Your task is to retype each line of the data below exactly.
==== Data for processing ====
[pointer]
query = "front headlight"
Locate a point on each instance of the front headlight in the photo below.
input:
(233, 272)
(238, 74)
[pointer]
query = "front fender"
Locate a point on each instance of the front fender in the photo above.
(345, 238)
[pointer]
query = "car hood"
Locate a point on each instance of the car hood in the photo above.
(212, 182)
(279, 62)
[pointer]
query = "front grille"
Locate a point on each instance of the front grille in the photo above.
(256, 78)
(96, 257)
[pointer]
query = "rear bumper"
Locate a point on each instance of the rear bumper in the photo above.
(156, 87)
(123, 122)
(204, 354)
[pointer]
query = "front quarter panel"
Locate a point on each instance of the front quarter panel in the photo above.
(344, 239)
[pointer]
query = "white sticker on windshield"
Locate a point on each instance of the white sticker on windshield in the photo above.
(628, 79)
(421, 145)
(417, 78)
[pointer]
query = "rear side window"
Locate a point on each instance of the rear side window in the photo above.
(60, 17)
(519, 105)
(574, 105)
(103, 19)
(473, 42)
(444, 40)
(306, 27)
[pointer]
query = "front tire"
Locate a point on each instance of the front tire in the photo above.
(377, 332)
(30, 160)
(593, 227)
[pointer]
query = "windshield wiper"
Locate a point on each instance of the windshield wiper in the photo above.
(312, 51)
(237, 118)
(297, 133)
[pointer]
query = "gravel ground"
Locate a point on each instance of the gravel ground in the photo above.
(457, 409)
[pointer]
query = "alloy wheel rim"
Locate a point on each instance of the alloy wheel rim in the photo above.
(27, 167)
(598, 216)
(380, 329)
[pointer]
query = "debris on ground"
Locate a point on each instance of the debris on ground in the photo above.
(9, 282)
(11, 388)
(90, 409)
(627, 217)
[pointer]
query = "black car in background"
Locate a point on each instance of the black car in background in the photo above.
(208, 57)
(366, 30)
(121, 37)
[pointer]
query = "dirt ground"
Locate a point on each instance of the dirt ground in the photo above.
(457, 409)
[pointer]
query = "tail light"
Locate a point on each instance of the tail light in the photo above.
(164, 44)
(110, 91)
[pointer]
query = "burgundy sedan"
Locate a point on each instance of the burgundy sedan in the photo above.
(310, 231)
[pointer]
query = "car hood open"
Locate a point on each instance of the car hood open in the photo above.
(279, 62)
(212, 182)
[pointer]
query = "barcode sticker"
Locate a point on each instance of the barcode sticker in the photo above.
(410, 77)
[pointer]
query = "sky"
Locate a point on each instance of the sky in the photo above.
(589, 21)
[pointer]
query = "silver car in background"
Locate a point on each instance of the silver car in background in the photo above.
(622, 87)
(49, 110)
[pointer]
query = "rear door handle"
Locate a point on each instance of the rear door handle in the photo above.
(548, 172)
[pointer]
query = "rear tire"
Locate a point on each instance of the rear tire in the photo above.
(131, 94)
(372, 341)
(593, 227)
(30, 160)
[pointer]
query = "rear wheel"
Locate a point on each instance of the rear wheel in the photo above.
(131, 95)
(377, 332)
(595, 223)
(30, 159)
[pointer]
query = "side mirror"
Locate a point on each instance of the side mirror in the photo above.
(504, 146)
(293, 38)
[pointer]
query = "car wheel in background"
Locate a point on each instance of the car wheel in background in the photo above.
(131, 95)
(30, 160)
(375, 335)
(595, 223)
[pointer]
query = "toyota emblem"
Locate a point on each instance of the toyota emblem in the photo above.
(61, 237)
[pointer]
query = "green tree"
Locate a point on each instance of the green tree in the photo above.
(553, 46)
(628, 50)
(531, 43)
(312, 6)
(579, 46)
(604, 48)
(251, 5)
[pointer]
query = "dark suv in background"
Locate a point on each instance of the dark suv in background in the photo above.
====
→ **Final result**
[pointer]
query = "front headlight"
Locate a point on each instance of the front headlight in the photo below.
input:
(233, 272)
(238, 74)
[pointer]
query = "front fender"
Locate a point on each instance of the front fender in the photo above.
(345, 238)
[pointer]
query = "car hood"
Locate a point on each instance of the car hood in the photo above.
(212, 182)
(279, 62)
[pointer]
query = "front grille"
Locate a point on each instance of the front grille in the photo above.
(256, 78)
(96, 257)
[pointer]
query = "rear bumper"
Locate a point on each instance of the rear bumper in the photo above.
(156, 87)
(123, 122)
(204, 354)
[pointer]
query = "front quarter panel"
Locate a point on each instance of the front quarter panel in the photo above.
(344, 239)
[pointer]
query = "white sticker on windshield"
Locate a point on each instance of the white sticker on windshield in the photo above.
(628, 79)
(421, 145)
(417, 78)
[pointer]
query = "rear side window"
Locate a point on each instance of the rear side window in the photo above.
(60, 17)
(519, 105)
(574, 105)
(103, 19)
(473, 42)
(444, 40)
(306, 27)
[pointer]
query = "front tire"
Locate a point on each instance of the front tire in the photo above.
(377, 332)
(30, 160)
(593, 227)
[pointer]
query = "windshield wiper"
Locate a point on each instance of the windshield wiper in the photo above.
(312, 51)
(237, 118)
(297, 133)
[pointer]
query = "gravel ground"
Locate a point on each instance of the gravel ground in the photo above.
(457, 409)
[pointer]
query = "alloy wheel rim"
Locate a point on each instance of the alloy wheel rim in the photo above.
(27, 167)
(598, 216)
(380, 329)
[pointer]
query = "debris on ground"
Locate a point on each instance of the debris on ground in the photo above.
(9, 282)
(11, 388)
(90, 409)
(627, 217)
[pointer]
query = "black car in background"
Locate a point on each instance of the black car in background in the photo above.
(208, 57)
(366, 30)
(121, 37)
[pointer]
query = "dirt ground"
Locate a point on each instance of the dirt ground in the photo above.
(457, 409)
[pointer]
query = "tail light"
Locate a point on each instance of the tail light in the photo above.
(164, 44)
(110, 91)
[pointer]
query = "burgundy sedan"
Locate a point on each instance of the burgundy sedan in the photo above.
(310, 231)
[pointer]
query = "car hood open"
Locate a point on each instance of the car hood open in the photo above.
(279, 62)
(212, 182)
[pointer]
query = "barcode sticker"
Locate a point on each instance of the barcode sticker in the photo above.
(410, 77)
[pointer]
query = "sky"
Locate a point on each instance of the sky in the photo above.
(589, 21)
[pointer]
query = "silver car in background"
Locate a point on each instance of the silver car in background in the photo above.
(622, 87)
(49, 110)
[pointer]
query = "rear door handle"
Locate a point on each instance of the rear door handle in the photo above.
(548, 172)
[pointer]
query = "rear tire"
Locate a point on each instance of the rear tire in the photo above.
(131, 94)
(372, 341)
(593, 227)
(30, 160)
[pointer]
query = "rear wheel"
Locate a point on each instance of the rear wheel in the photo above.
(131, 95)
(377, 332)
(595, 223)
(30, 159)
[pointer]
query = "side mirror"
Locate a point on each instance of the side mirror in the photo above.
(504, 146)
(293, 38)
[pointer]
query = "car wheel in background"
Locate a point on each instance of the car wheel in background in the photo above.
(131, 95)
(30, 160)
(375, 335)
(595, 223)
[pointer]
query = "toyota emblem"
Locate a point on each instance of the toyota emblem in the photo above.
(61, 237)
[pointer]
query = "green tree"
Locate a point on each instance of the green tree in the photo above.
(553, 46)
(628, 50)
(531, 43)
(312, 6)
(579, 46)
(604, 48)
(251, 5)
[pointer]
query = "dark suv in background"
Locate a point on each instance of the dark suv in background in the photo above.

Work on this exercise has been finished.